— start Listed records —

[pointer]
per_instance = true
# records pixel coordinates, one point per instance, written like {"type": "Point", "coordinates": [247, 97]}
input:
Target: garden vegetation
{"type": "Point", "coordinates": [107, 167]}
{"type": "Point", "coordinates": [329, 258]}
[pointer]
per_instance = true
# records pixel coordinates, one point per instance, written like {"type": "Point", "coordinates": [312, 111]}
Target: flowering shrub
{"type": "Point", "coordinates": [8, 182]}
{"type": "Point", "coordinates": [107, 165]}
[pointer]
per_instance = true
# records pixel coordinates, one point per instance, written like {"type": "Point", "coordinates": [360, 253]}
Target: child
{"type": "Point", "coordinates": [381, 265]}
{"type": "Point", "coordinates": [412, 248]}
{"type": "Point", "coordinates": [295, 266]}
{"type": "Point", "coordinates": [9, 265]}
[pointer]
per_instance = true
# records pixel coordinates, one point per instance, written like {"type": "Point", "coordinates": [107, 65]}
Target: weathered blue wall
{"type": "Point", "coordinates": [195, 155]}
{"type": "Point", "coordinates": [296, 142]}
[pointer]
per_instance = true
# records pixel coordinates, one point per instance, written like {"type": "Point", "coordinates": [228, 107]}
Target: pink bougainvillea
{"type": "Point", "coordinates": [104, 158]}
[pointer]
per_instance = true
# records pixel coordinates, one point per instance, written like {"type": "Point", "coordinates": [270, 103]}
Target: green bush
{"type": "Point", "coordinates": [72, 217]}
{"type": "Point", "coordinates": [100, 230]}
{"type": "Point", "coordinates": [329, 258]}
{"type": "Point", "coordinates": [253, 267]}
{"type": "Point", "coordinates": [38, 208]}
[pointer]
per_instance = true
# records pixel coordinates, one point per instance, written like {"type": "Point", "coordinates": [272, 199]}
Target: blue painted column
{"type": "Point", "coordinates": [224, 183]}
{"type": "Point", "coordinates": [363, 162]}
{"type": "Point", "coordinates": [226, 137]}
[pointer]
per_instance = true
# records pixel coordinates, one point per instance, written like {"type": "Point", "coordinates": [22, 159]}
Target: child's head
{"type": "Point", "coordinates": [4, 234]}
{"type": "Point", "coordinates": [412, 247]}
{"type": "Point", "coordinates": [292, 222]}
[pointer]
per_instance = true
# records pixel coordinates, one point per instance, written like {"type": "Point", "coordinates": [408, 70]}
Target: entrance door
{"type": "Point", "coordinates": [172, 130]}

— end Listed records —

### Goal
Print the listing above in full, exactly as it is.

### Solution for this exercise
[pointer]
per_instance = true
# records pixel coordinates, one point per instance, written like {"type": "Point", "coordinates": [247, 97]}
input:
Target: garden vegetation
{"type": "Point", "coordinates": [107, 167]}
{"type": "Point", "coordinates": [329, 258]}
[pointer]
per_instance = true
# records pixel coordinates, one point per instance, written like {"type": "Point", "coordinates": [312, 111]}
Target: flowering shrub
{"type": "Point", "coordinates": [8, 182]}
{"type": "Point", "coordinates": [107, 165]}
[pointer]
per_instance = true
# records pixel coordinates, one point per instance, written like {"type": "Point", "coordinates": [360, 253]}
Target: child
{"type": "Point", "coordinates": [381, 265]}
{"type": "Point", "coordinates": [412, 248]}
{"type": "Point", "coordinates": [295, 266]}
{"type": "Point", "coordinates": [9, 265]}
[pointer]
per_instance = true
# records pixel coordinates, one point per instance, written like {"type": "Point", "coordinates": [107, 65]}
Target: weathered blue wall
{"type": "Point", "coordinates": [195, 155]}
{"type": "Point", "coordinates": [296, 142]}
[pointer]
per_instance = true
# records pixel coordinates, one point per instance, written like {"type": "Point", "coordinates": [228, 107]}
Target: pink bougainvillea
{"type": "Point", "coordinates": [104, 158]}
[pointer]
per_instance = true
# records pixel coordinates, one point per instance, written like {"type": "Point", "coordinates": [270, 103]}
Target: green bush
{"type": "Point", "coordinates": [72, 217]}
{"type": "Point", "coordinates": [100, 230]}
{"type": "Point", "coordinates": [329, 258]}
{"type": "Point", "coordinates": [253, 267]}
{"type": "Point", "coordinates": [38, 208]}
[pointer]
per_instance = true
# records pixel coordinates, one point per instance, written like {"type": "Point", "coordinates": [272, 199]}
Target: blue painted column
{"type": "Point", "coordinates": [224, 183]}
{"type": "Point", "coordinates": [363, 162]}
{"type": "Point", "coordinates": [226, 137]}
[pointer]
per_instance = true
# records pixel coordinates, one point per instance, written like {"type": "Point", "coordinates": [22, 159]}
Target: child's head
{"type": "Point", "coordinates": [4, 234]}
{"type": "Point", "coordinates": [412, 247]}
{"type": "Point", "coordinates": [292, 222]}
[pointer]
per_instance = true
# records pixel coordinates, one point per instance, written like {"type": "Point", "coordinates": [408, 70]}
Target: entrance door
{"type": "Point", "coordinates": [172, 130]}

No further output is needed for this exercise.